Your objective: Repeat exactly the line that contains "In the photo above, where can the tall dry" and every line after it, down to the last line of the entries below. Do not include pictures.

Records for this exercise:
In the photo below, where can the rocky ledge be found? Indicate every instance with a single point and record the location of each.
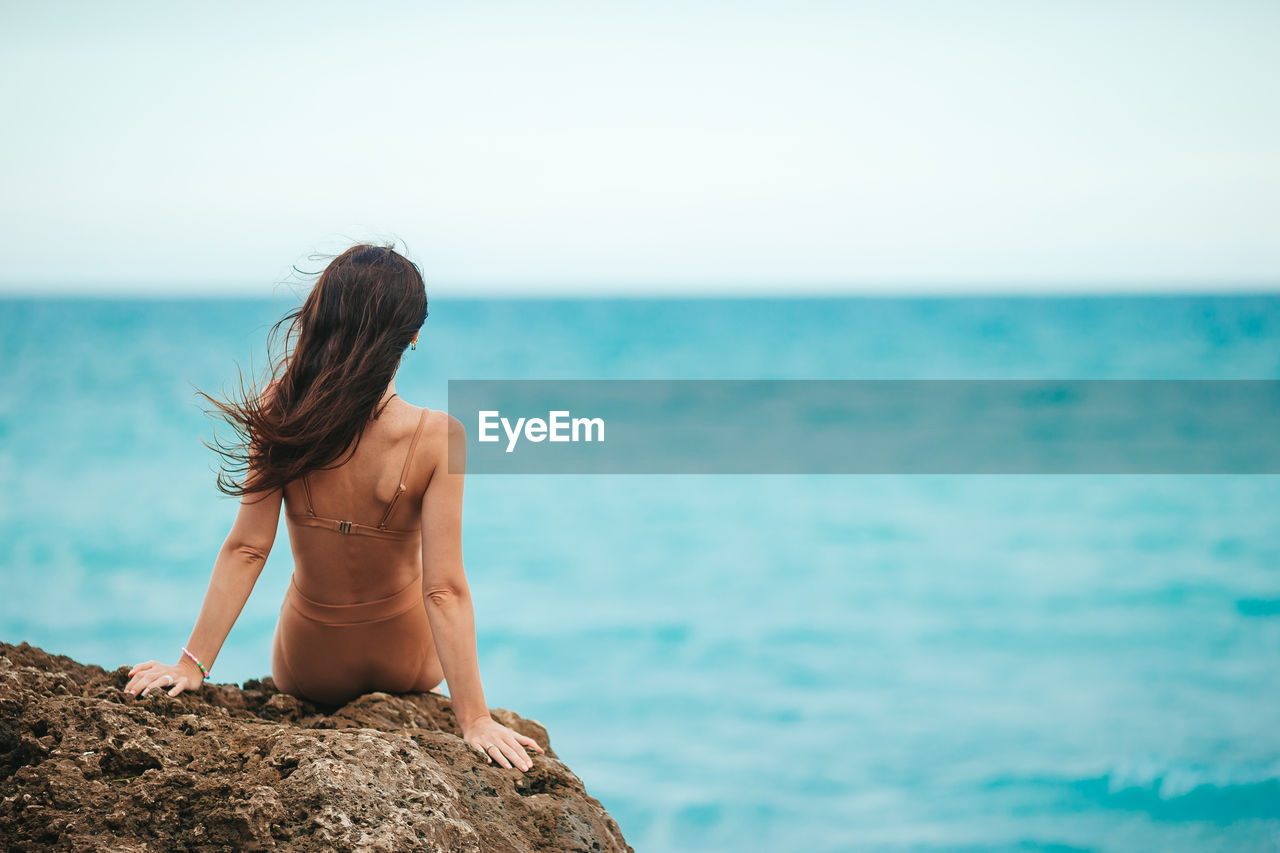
(83, 766)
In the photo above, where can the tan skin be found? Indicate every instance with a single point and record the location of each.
(444, 593)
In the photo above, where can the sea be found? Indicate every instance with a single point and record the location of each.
(737, 662)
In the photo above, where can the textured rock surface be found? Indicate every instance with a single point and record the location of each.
(83, 766)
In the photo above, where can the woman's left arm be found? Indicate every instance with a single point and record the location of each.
(240, 562)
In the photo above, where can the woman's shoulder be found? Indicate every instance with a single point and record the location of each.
(438, 428)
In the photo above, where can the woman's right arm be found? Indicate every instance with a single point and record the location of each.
(448, 603)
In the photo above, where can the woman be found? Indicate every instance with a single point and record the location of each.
(378, 600)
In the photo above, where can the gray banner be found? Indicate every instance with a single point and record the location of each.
(868, 427)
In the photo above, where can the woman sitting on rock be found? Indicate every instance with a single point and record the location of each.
(378, 600)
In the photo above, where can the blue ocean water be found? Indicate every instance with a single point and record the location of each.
(740, 662)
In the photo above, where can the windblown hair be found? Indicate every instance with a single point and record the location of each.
(341, 351)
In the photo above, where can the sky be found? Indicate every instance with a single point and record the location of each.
(653, 147)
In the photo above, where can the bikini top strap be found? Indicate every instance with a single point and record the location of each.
(408, 461)
(306, 487)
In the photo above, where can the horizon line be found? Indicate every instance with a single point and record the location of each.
(810, 290)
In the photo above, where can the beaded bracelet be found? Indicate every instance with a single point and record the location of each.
(196, 660)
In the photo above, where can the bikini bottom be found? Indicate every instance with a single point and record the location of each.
(332, 653)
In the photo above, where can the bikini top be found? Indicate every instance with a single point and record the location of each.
(355, 528)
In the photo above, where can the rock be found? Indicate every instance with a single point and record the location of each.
(85, 766)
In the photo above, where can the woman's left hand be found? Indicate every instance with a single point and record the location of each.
(161, 676)
(494, 740)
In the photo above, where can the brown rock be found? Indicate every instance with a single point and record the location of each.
(85, 766)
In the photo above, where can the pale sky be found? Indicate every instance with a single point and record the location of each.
(644, 147)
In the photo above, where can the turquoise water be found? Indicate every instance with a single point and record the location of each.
(740, 662)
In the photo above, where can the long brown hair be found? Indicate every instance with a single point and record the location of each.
(341, 350)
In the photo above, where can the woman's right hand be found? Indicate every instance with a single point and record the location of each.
(152, 674)
(497, 742)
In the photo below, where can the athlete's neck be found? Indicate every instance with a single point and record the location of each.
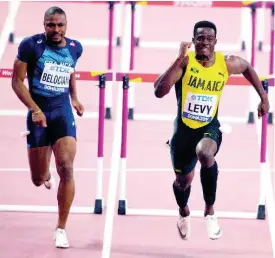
(62, 43)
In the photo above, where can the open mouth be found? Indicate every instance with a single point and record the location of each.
(56, 37)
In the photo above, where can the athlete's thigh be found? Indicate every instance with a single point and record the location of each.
(39, 161)
(211, 140)
(62, 124)
(64, 151)
(39, 149)
(182, 151)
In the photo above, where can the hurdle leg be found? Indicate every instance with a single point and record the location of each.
(251, 118)
(99, 200)
(261, 206)
(117, 22)
(260, 27)
(271, 65)
(122, 194)
(132, 51)
(108, 106)
(138, 22)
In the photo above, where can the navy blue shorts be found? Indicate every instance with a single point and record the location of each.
(60, 123)
(183, 146)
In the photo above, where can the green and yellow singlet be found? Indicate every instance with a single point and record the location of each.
(201, 89)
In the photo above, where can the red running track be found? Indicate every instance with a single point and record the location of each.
(133, 236)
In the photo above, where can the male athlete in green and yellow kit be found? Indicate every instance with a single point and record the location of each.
(199, 77)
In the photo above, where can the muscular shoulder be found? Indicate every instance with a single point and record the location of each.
(26, 47)
(75, 47)
(235, 64)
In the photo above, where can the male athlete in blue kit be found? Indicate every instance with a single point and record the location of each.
(49, 59)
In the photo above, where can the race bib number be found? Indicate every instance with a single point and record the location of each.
(56, 75)
(199, 107)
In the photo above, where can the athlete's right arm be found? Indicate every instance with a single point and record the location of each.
(164, 82)
(18, 76)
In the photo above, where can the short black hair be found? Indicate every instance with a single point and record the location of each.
(204, 24)
(53, 10)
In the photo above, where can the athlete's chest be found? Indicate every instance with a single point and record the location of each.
(55, 67)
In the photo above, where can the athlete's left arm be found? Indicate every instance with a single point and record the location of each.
(238, 65)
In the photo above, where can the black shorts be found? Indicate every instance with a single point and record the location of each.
(184, 142)
(60, 123)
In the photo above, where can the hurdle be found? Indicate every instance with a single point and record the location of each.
(254, 5)
(236, 81)
(100, 78)
(10, 36)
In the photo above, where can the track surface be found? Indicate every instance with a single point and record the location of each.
(150, 176)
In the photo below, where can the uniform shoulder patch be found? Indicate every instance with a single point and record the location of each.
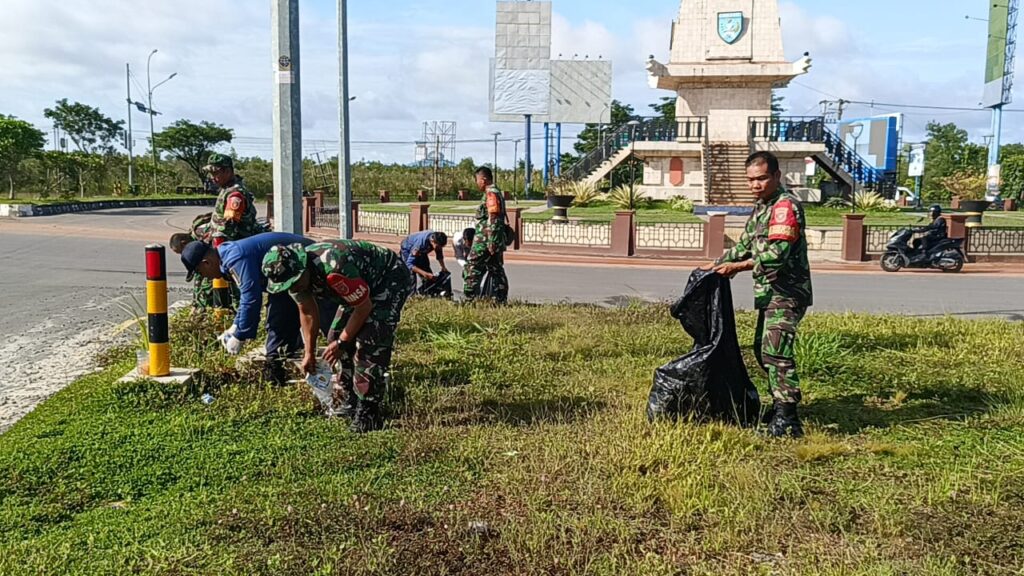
(353, 291)
(494, 204)
(235, 206)
(783, 224)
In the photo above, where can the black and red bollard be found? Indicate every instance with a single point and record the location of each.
(156, 307)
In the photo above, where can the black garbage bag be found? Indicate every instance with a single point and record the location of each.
(710, 381)
(439, 287)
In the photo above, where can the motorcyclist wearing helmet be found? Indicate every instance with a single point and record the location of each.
(933, 233)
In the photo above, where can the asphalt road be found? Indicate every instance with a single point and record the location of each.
(67, 281)
(75, 260)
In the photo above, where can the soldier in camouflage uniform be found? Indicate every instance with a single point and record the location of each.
(370, 284)
(485, 256)
(774, 247)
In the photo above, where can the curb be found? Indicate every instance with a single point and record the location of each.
(29, 210)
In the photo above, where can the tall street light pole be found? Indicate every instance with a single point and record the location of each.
(131, 160)
(153, 134)
(633, 138)
(515, 167)
(495, 165)
(346, 228)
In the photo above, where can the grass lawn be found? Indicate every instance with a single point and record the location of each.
(659, 211)
(518, 446)
(88, 199)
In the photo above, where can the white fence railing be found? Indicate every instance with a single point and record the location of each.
(384, 222)
(671, 236)
(571, 234)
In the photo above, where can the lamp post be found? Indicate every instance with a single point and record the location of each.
(633, 133)
(153, 134)
(495, 165)
(515, 168)
(856, 130)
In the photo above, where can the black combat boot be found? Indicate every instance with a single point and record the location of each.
(345, 401)
(367, 418)
(785, 422)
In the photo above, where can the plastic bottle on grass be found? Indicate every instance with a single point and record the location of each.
(320, 381)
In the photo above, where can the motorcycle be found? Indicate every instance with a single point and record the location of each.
(946, 254)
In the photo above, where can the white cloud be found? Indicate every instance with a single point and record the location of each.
(403, 74)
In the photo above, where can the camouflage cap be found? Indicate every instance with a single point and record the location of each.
(217, 160)
(283, 265)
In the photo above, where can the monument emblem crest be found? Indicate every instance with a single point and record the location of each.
(730, 26)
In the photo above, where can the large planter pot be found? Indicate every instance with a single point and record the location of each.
(561, 205)
(974, 210)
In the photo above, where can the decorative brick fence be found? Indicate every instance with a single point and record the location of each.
(624, 237)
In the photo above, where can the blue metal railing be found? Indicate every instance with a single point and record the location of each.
(813, 129)
(689, 129)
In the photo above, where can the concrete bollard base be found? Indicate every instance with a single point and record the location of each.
(181, 376)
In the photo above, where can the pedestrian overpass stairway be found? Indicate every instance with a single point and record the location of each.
(727, 174)
(615, 148)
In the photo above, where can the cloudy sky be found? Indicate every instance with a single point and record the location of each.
(414, 60)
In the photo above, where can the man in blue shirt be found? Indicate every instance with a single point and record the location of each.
(242, 260)
(416, 250)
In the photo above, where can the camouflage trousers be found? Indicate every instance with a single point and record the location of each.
(482, 262)
(774, 346)
(364, 373)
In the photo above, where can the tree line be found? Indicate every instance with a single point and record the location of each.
(89, 159)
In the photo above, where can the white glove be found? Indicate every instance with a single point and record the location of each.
(230, 343)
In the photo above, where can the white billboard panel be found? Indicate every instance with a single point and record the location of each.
(522, 35)
(521, 91)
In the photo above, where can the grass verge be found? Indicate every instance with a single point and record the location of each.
(518, 446)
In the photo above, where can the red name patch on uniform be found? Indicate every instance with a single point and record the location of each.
(783, 224)
(354, 292)
(235, 207)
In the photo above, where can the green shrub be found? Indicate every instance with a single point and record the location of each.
(624, 197)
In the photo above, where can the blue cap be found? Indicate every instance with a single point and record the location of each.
(193, 255)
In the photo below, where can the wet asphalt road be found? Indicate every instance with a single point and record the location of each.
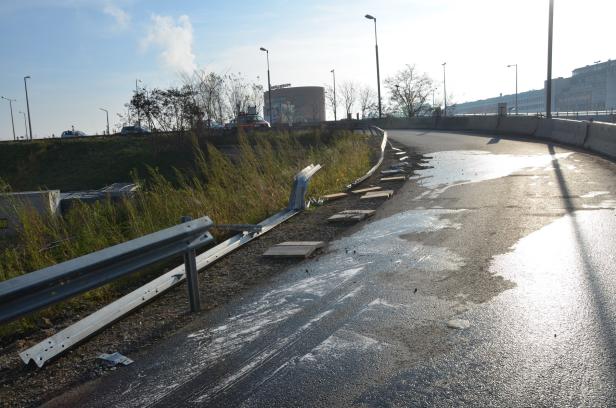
(488, 280)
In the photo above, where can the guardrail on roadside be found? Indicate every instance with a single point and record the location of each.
(79, 331)
(36, 290)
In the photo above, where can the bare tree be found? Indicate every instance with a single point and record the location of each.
(348, 93)
(367, 101)
(410, 91)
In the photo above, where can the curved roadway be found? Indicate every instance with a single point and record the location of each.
(488, 280)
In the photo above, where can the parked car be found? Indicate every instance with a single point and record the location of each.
(72, 133)
(128, 130)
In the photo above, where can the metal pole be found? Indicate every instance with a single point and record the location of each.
(107, 113)
(12, 121)
(548, 101)
(25, 124)
(28, 105)
(378, 73)
(192, 277)
(269, 85)
(517, 112)
(335, 104)
(445, 88)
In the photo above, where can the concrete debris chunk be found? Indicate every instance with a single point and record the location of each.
(351, 216)
(366, 190)
(114, 359)
(458, 324)
(395, 178)
(378, 194)
(392, 172)
(294, 249)
(331, 197)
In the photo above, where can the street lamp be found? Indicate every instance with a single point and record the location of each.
(269, 84)
(107, 113)
(335, 104)
(137, 103)
(516, 87)
(28, 105)
(11, 107)
(548, 93)
(378, 74)
(445, 88)
(25, 125)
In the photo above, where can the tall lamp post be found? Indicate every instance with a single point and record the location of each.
(548, 93)
(25, 124)
(445, 88)
(378, 74)
(28, 105)
(11, 107)
(136, 92)
(269, 84)
(107, 113)
(335, 104)
(516, 87)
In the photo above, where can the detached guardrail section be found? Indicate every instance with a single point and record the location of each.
(33, 291)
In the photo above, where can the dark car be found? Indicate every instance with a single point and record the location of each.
(129, 130)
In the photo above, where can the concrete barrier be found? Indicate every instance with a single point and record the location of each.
(565, 131)
(482, 123)
(517, 125)
(602, 138)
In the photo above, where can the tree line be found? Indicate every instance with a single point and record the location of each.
(208, 98)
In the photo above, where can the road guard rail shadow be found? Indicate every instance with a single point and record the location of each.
(36, 290)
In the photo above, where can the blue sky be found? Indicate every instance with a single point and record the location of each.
(86, 54)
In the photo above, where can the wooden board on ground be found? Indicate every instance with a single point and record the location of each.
(396, 178)
(378, 194)
(365, 190)
(294, 249)
(331, 197)
(351, 216)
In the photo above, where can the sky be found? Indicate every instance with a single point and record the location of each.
(83, 55)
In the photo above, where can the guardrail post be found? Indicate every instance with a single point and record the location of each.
(192, 276)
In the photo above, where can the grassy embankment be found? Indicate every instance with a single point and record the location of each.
(254, 185)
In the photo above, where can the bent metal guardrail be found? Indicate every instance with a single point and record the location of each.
(36, 290)
(79, 331)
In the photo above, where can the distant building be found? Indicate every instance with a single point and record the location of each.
(304, 104)
(592, 88)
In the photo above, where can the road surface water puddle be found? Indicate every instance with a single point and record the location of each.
(454, 168)
(324, 283)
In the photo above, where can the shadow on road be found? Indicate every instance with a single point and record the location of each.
(597, 297)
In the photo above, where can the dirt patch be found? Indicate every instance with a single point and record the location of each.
(24, 386)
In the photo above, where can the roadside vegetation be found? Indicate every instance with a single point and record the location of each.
(246, 189)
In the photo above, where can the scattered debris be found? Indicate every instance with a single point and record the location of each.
(395, 178)
(392, 172)
(351, 216)
(331, 197)
(365, 190)
(115, 359)
(378, 194)
(294, 249)
(458, 324)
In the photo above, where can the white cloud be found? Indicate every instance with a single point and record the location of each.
(121, 17)
(175, 41)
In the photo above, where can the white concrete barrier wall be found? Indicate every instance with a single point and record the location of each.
(602, 139)
(518, 125)
(563, 131)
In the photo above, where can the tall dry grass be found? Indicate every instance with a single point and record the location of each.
(249, 188)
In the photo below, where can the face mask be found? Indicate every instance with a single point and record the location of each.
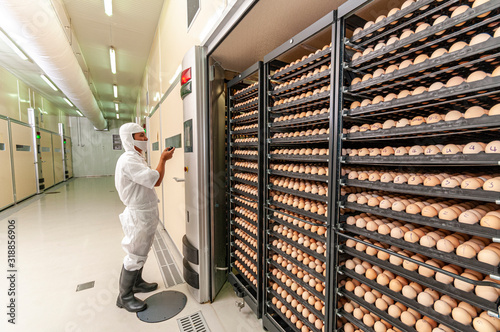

Answer for the task:
In the photo above, where can the tall dry grass be found? Indicate every instance with a single point and record the location of each.
(249, 188)
In the photo below, where can the face mask be found? Indicate every instance with a single point and record the location of each.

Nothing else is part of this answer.